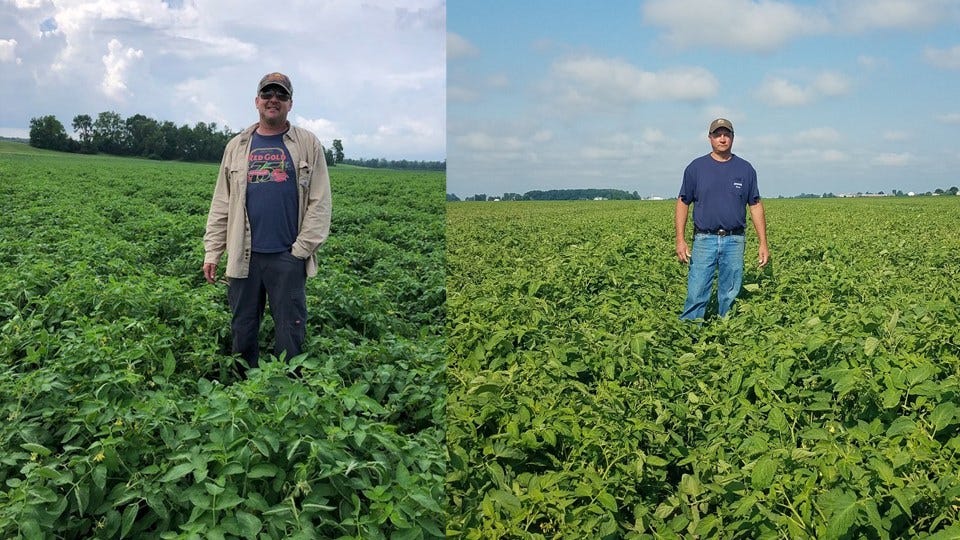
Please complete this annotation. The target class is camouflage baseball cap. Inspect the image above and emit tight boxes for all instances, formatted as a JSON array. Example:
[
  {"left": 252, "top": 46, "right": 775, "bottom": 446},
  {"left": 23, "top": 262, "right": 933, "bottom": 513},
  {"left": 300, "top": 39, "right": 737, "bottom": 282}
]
[
  {"left": 709, "top": 118, "right": 734, "bottom": 134},
  {"left": 257, "top": 72, "right": 292, "bottom": 96}
]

The problem: What is needed is an exact copy of the data, with the pictures removed.

Task output:
Please complete this annotation. The target class is camouflage baseball cap. Inspect the image above and emit tight boxes for all instances, formatted as a JSON array. Example:
[
  {"left": 252, "top": 46, "right": 775, "bottom": 446},
  {"left": 23, "top": 262, "right": 933, "bottom": 513},
  {"left": 300, "top": 39, "right": 737, "bottom": 282}
]
[
  {"left": 709, "top": 118, "right": 734, "bottom": 134},
  {"left": 257, "top": 72, "right": 292, "bottom": 96}
]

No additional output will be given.